Information provided Block Start

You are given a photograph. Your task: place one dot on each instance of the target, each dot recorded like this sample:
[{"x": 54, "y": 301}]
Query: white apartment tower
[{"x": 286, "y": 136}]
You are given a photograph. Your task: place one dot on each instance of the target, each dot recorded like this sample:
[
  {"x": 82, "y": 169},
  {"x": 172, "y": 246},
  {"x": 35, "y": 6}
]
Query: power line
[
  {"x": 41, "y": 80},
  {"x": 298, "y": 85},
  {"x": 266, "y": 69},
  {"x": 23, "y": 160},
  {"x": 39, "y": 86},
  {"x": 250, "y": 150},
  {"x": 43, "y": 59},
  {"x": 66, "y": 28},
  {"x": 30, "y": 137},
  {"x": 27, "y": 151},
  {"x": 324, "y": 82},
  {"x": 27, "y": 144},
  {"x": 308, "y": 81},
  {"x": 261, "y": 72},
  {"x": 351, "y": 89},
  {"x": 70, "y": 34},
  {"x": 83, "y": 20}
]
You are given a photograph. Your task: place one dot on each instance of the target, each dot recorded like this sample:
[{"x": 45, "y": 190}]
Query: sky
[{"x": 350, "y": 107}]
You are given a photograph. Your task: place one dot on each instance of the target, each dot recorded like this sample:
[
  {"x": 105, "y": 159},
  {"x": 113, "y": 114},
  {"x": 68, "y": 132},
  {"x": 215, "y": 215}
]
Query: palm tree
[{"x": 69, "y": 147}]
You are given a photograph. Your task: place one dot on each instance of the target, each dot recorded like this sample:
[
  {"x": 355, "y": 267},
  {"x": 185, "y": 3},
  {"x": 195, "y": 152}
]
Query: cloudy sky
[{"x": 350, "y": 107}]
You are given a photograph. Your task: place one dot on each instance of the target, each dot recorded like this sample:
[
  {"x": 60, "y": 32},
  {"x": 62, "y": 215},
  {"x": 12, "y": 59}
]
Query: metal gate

Information provided Block End

Task description
Repeat, exactly and only, the lines above from the one containing "Query: palm tree" through the end of the material.

Finished exercise
Query: palm tree
[{"x": 69, "y": 147}]
You are given a photograph. Your task: place one dot on each instance of the target, each dot recorded like this sample:
[
  {"x": 355, "y": 267},
  {"x": 185, "y": 3},
  {"x": 195, "y": 152}
]
Query: cloudy sky
[{"x": 350, "y": 107}]
You are given a photograph. Your task: place one dot on each instance of the target, each dot recorded like this sample:
[
  {"x": 60, "y": 32},
  {"x": 62, "y": 215},
  {"x": 12, "y": 59}
]
Query: metal gate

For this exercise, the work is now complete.